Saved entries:

=======

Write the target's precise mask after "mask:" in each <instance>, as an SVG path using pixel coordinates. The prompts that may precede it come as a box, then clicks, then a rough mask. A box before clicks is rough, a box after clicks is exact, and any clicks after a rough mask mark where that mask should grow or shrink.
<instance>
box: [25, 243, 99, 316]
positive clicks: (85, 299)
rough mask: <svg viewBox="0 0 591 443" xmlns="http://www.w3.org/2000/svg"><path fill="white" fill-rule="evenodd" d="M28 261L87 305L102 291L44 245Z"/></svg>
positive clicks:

=======

**HOW TO COMPLETE THIS TASK:** Exact copies of all the entries above should be returned.

**ANSWER BOX:**
Write the target's precise mask after "mask:" in each <instance>, as an SVG path using pixel coordinates. The prompts that may precede it come as a box, then clicks, then a rough mask. A box before clicks is rough, a box after clicks is exact, and any clicks after a rough mask mark where that mask should grow or shrink.
<instance>
box: [25, 243, 99, 316]
positive clicks: (85, 299)
rough mask: <svg viewBox="0 0 591 443" xmlns="http://www.w3.org/2000/svg"><path fill="white" fill-rule="evenodd" d="M28 261L87 305L102 291L44 245Z"/></svg>
positive clicks:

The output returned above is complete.